## Task 1
Write out the stretch of the essay on women's roles in the short stories from "The story shows" through "obey their proposals.".
## Task 2
Continue the essay on women's roles in the short stories, picking up after its last sentence.

From the outset of the story it is apparent that men were inferior to women in every aspect. The wife’s vivid imagination of a ‘haunted house’ brings her husband to laugh at her. This is not seen as mockery of her thoughts for ‘one expects that’. She also has personal disagreements with her husband’s ideas, and feels ‘congenial work, with excitement and change’ are forbidden things which would do her good. However she has to conceal these opinions and emotions due to her position, and is even restricted from writing them down on paper, as she cannot in any way reveal them ‘to a living soul’. Because ‘what is one to do’ when under the ideas of a ‘practical husband’. John is referred to as ‘practical in the extreme’ and the fact that he is a ‘physician’ makes his authority over his wife even greater.
The story shows the wife’s opinions obliterated by her husband’s unquestionable power over her actions, with which no consideration was made to what she thought was best for her recovery.
‘The Black Veil’ can also relate to this ignorant attitude. From this story, a naïve ‘young medial practitioner, is the narrative, ignoring the suffering of a distraught woman, for he feels he knows best. As well the doctor seeks a wife who will ‘gladden his lonely fireside, and stimulate him to fresh exertions’, just as the physician in ‘The Yellow Wallpaper’ who wishes to have an obedient and proper wife.
Here we can see that women were secondary in a household, as the dominant males need them for their accompaniment and to understand and obey their proposals.
‘The Monkey’s Paw’ another male-dominated narrative, shows the wife’s characteristics and role in the household. We are firstly told that she is ‘knitting placidly by the fire’. This is a very proper and feminine activity of the time, and the word ‘placid’ shows that she is calm and relaxed. She also refers to Mr. White as ‘dear’ and is soothing in her reassuring words, ‘perhaps you’ll win the next one’, as if to simply make him feel comfortable and content. She also talks ‘politely’ to their guest, as she is expected to.
Later on in the story the monkey’s paw brings the death of their son, Herbert. Upon instincts Mrs. White instantly knows something has happened to him, as a ‘stranger who seemed ill at ease entered the room’. Mr. White, finding her anxious remarks ridiculous, patronises ‘sit down and don’t jump to conclusions’ as though she should not express her own emotions. Her emotional intensity caused due to her loss makes her cry ‘wildly’, ‘feverishly’ and ‘hysterically’ to her husband, contrasting to her previously gentle and composed approach. The story does not interpret her as a deeply grieving mother, but a woman turning mentally unstable.

## Data listing
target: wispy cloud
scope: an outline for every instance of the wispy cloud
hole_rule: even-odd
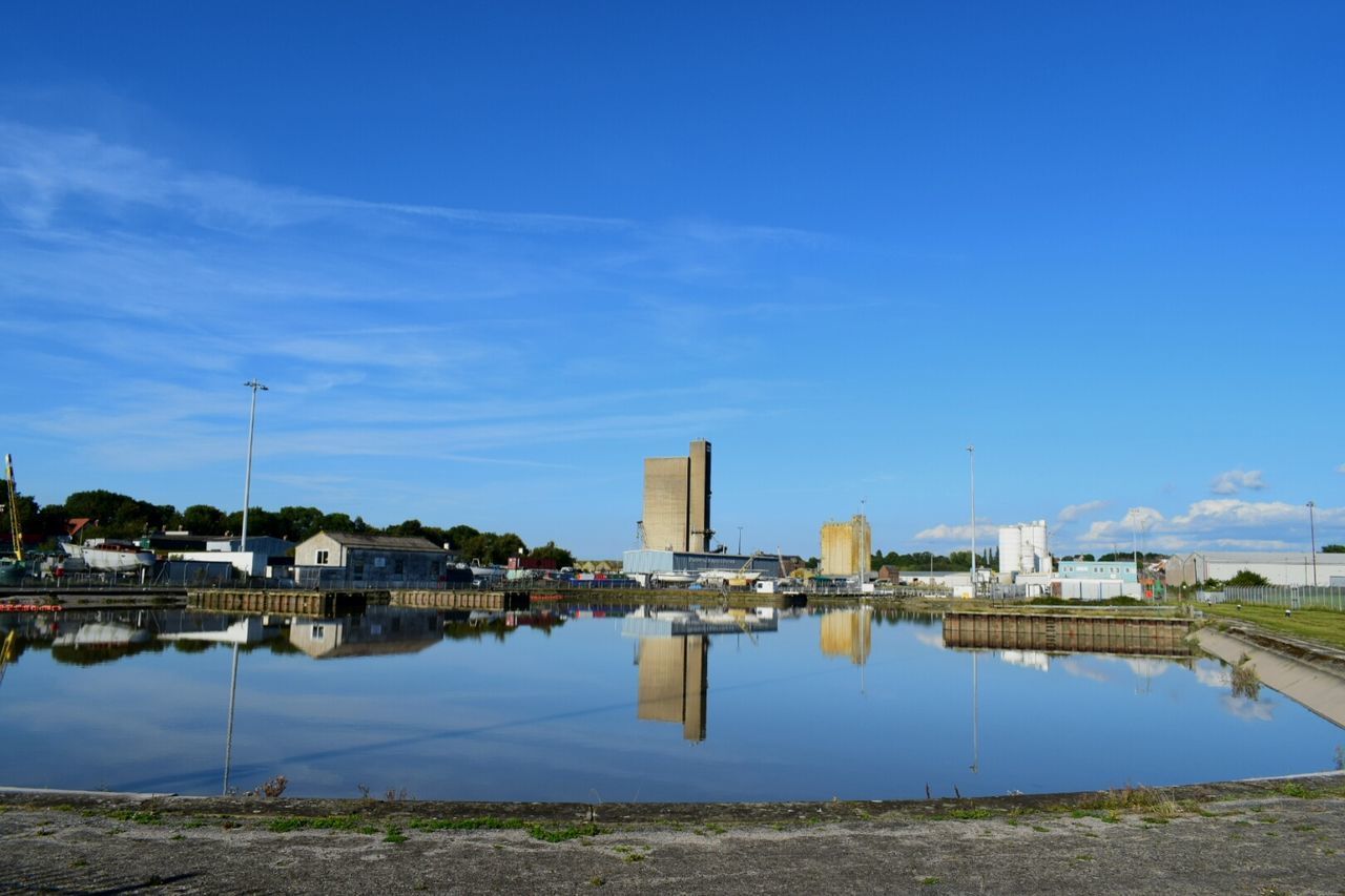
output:
[[[1061,523],[1073,522],[1083,517],[1089,517],[1098,513],[1099,510],[1104,510],[1106,507],[1107,507],[1106,500],[1085,500],[1081,505],[1069,505],[1067,507],[1061,507],[1060,513],[1056,514],[1056,519]]]
[[[982,523],[976,521],[976,539],[979,545],[990,545],[993,538],[999,537],[999,527],[994,523]],[[932,542],[950,542],[950,544],[970,544],[971,542],[971,523],[966,525],[948,525],[939,523],[937,526],[931,526],[929,529],[921,529],[915,534],[916,541],[932,541]]]
[[[1319,526],[1345,523],[1345,507],[1317,507]],[[1279,500],[1252,502],[1240,498],[1209,498],[1188,506],[1185,513],[1165,517],[1153,507],[1131,507],[1122,519],[1093,522],[1080,537],[1085,546],[1106,546],[1130,541],[1135,533],[1157,550],[1225,548],[1243,550],[1284,550],[1302,548],[1284,538],[1286,529],[1305,529],[1307,510]]]
[[[1209,490],[1216,495],[1236,495],[1239,491],[1260,491],[1266,487],[1259,470],[1228,470],[1215,476]]]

## Exercise output 1
The story shows the wife’s opinions obliterated by her husband’s unquestionable power over her actions, with which no consideration was made to what she thought was best for her recovery.
‘The Black Veil’ can also relate to this ignorant attitude. From this story, a naïve ‘young medial practitioner, is the narrative, ignoring the suffering of a distraught woman, for he feels he knows best. As well the doctor seeks a wife who will ‘gladden his lonely fireside, and stimulate him to fresh exertions’, just as the physician in ‘The Yellow Wallpaper’ who wishes to have an obedient and proper wife.
Here we can see that women were secondary in a household, as the dominant males need them for their accompaniment and to understand and obey their proposals.

## Exercise output 2
This too can be compared to ‘The Yellow Wallpaper’ where the woman’s involvement in her imagination, and later expressing it to others, shows her as mad. She appears not only physically imprisoned, but mentally too, as she was unable to set free her thoughts for so long. This imprisonment can be heightened by the fact that she was isolated in an ‘atrocious nursery’ with ‘barred windows’.
This gloomy atmosphere very much relates to the ‘little cold room’ found in ‘The Black Veil’. The place where the ‘young surgeon’ is instructed to go to, is shabby, there is ‘unwholesome moisture’ and the windows were ‘broken and patched in many places’. This setting is very contrasting to the opening setting, in which the doctor was very cosy, inside from the winter’s evening sitting comfortably in ‘his dressing gown and slippers’ by the ‘cheerful fire’. The story shows the suffering of lower class women, who are left without any aid, in ‘denial’ and ‘anxiety’.
We can also see the woman in the ‘Yellow Wallpaper’ left with only her own imagination and the wallpaper, making her rebel mentally against her husbands influence, so he eventually becomes ‘that man’, instead of John. He ‘stopped short by the door’ when he saw her improper state, he had lost his dominant stature, for he could no longer have any power over her actions or thoughts.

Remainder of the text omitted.